スタンフォード/CS131/宿題3-5 複数画像のステッチング

前回のStanford University/CS131/宿題3-4 RANSACとHOGの続きをやる。今回の宿題は、Extra Credit: Stitching Multiple Images(複数画像のステッチング)をやる。この宿題は、パノラマ画像作りの集大成となっている。

スポンサーリンク

Extra Credit: Stitching Multiple Images

Work in the cell below to complete the code to stitch an ordered chain of images.
下のセルのコードを完成させて順序通りに画像をステッチングせよ。

Given a sequence of $m$ images ($I_1, I_2,…,I_m$), take every neighboring pair of images and compute the transformation matrix which converts points from the coordinate frame of $I_{i+1}$ to the frame of $I_{i}$. Then, select a reference image $I_{ref}$, which is in the middle of the chain. We want our final panorama image to be in the coordinate frame of $I_{ref}$. So, for each $I_i$ that is not the reference image, we need a transformation matrix that will convert points in frame $i$ to frame $ref$.
順番$m$の画像($I_1, I_2,…,I_m$)を所与として、全ての隣接画像ペアを取得して、$I_{i+1}$の座標フレームから$I_{i}$のフレームに至る点を変換する変換行列を算出する。次に、一連の画像の真ん中の参照画像$I_{ref}$を選択する。最終的なパノラマ画像を、$I_{ref}$の座標フレームに置きたいので、参照画像でない各$I_i$に対して、フレーム$i$からフレーム$ref$までのポイントを変換する変換行列が必要になる。

-Hint:

  • If you are confused, you may want to review the Linear Algebra slides on how to combine the effects of multiple transformation matrices.
    行き詰まったら、複数の変換行列の効果を組み合わせる方法を説明している線形代数のスライドを復習してみるとよい。
  • The inverse of transformation matrix has the reverse effect. Please use numpy.linalg.inv function whenever you want to compute matrix inverse.
    逆変換行列(変換行列の逆行列)は逆の効果を有している。逆行列を計算する時は必ずnumpy.linalg.inv関数を使うようにして下さい。
import numpy as np
import matplotlib.pyplot as plt
%matplotlib inline
plt.rcParams['figure.figsize'] = (20.0, 16.0) # set default size of plots
plt.rcParams["font.size"] = "17"
plt.rcParams['image.interpolation'] = 'nearest'
plt.rcParams['image.cmap'] = 'gray'
from utils import get_output_space,warp_image,pad,plot_matches
from panorama import harris_corners,describe_keypoints,ransac
from skimage.feature import corner_peaks
from panorama import simple_descriptor,match_descriptors,fit_affine_matrix
from skimage.io import imread
img1 = imread('yosemite1.jpg', as_gray=True)
img2 = imread('yosemite2.jpg', as_gray=True)

○ ○ ○ ○

→ 設問:
1. 複数画像のステッチングに関する引用文について、次の問いに答えよ。
(a) この宿題は何の集大成と位置づけられているか。
(b) 参照画像$I_{ref}$は一連の画像のどこから選ぶとされているか。
(c) 逆行列を計算する際に使うよう求められている関数は何か。
2. 引用文によれば、参照画像でない各画像について、フレーム$i$からフレーム$ref$へ点を変換する行列が必要になるのはなぜか。1〜3文で説明せよ。
3. 複数画像のステッチングを扱った引用文を、最後の行の後から書き継げ。
次に示すデータは、引用文とは別の出典から取られたものである。

→ 提供データ:
○ ○ ○ ○

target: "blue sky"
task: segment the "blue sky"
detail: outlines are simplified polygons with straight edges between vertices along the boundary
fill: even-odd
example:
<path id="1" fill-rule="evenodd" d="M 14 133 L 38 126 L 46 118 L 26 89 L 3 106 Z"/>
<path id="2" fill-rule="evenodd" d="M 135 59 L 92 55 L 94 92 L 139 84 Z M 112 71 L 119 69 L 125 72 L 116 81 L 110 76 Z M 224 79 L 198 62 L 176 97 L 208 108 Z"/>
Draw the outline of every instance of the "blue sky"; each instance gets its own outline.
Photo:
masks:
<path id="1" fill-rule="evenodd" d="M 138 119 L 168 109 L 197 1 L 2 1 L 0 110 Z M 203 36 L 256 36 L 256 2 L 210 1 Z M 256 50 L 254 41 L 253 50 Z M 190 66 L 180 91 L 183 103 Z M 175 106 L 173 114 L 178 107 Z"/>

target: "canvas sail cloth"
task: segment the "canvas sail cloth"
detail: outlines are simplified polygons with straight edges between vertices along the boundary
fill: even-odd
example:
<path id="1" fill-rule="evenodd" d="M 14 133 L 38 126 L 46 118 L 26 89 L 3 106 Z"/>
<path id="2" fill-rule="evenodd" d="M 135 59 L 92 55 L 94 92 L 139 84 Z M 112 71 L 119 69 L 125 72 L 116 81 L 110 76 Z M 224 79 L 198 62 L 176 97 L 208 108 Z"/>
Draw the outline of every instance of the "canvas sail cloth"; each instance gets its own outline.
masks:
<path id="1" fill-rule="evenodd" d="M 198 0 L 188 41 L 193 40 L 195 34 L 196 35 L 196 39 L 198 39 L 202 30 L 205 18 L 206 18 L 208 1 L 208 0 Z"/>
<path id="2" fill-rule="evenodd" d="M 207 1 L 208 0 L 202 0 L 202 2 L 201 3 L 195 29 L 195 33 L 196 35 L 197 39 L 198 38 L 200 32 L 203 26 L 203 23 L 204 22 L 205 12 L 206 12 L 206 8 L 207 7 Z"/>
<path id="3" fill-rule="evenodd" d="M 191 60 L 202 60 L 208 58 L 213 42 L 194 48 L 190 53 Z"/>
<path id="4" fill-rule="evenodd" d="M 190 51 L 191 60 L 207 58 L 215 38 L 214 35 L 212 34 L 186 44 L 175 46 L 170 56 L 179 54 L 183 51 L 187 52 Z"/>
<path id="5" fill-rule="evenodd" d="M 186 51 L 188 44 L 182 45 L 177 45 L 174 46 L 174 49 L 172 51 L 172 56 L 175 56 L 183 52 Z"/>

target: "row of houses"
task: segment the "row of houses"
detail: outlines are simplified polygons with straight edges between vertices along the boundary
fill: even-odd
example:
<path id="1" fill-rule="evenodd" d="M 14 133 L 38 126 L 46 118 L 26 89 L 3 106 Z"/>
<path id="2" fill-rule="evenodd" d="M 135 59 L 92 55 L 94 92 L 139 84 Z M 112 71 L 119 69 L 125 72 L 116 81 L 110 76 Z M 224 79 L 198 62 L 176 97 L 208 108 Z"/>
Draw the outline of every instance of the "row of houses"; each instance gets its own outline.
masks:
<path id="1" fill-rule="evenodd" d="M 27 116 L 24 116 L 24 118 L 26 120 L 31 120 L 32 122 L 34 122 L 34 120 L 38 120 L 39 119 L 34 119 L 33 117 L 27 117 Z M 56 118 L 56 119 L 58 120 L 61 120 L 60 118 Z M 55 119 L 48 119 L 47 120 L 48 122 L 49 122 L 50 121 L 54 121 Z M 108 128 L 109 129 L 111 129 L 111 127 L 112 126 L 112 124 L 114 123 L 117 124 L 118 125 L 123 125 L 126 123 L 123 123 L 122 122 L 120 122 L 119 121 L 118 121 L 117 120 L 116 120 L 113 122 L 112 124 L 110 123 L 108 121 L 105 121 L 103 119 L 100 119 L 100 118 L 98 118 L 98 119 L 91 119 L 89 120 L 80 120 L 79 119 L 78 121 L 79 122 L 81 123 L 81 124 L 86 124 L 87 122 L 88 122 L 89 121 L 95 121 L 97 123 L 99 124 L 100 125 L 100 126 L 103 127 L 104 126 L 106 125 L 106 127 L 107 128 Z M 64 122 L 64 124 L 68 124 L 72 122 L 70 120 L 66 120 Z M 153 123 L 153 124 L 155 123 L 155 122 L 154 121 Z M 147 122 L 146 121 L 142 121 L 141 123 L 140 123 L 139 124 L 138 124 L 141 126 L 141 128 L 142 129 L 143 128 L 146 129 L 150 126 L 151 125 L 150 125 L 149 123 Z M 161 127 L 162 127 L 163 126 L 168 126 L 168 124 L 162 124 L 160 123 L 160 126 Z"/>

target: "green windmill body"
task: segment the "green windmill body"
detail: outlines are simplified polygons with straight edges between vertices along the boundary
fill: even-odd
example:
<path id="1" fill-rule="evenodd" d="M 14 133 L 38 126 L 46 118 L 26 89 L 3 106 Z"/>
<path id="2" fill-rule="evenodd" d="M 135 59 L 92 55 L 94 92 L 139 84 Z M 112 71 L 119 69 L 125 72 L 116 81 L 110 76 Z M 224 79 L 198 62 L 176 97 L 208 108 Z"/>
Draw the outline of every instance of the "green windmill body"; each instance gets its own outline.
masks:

○ ○ ○ ○

→ 設問別解答:
1.
(a) パノラマ画像作り
(b) 一連の画像の真ん中
(c) numpy.linalg.inv関数

2. 最終的なパノラマ画像を参照画像$I_{ref}$の座標フレームに置きたいからである。そのため、参照画像以外の各画像$I_i$の点を、フレーム$ref$へ移す変換行列が必要になる。

3.
img3 = imread('yosemite3.jpg', as_gray=True)
img4 = imread('yosemite4.jpg', as_gray=True)

patch_size = 5

# Detect keypoints in each image
keypoints1 = corner_peaks(harris_corners(img1, window_size=3),
                          threshold_rel=0.05,
                          exclude_border=8)
keypoints2 = corner_peaks(harris_corners(img2, window_size=3),
                          threshold_rel=0.05,
                          exclude_border=8)
keypoints3 = corner_peaks(harris_corners(img3, window_size=3),
                          threshold_rel=0.05,
                          exclude_border=8)
keypoints4 = corner_peaks(harris_corners(img4, window_size=3),
                          threshold_rel=0.05,
                          exclude_border=8)

# Describe keypoints
desc1 = describe_keypoints(img1, keypoints1,
                           desc_func=simple_descriptor,
                           patch_size=patch_size)
desc2 = describe_keypoints(img2, keypoints2,
                           desc_func=simple_descriptor,
                           patch_size=patch_size)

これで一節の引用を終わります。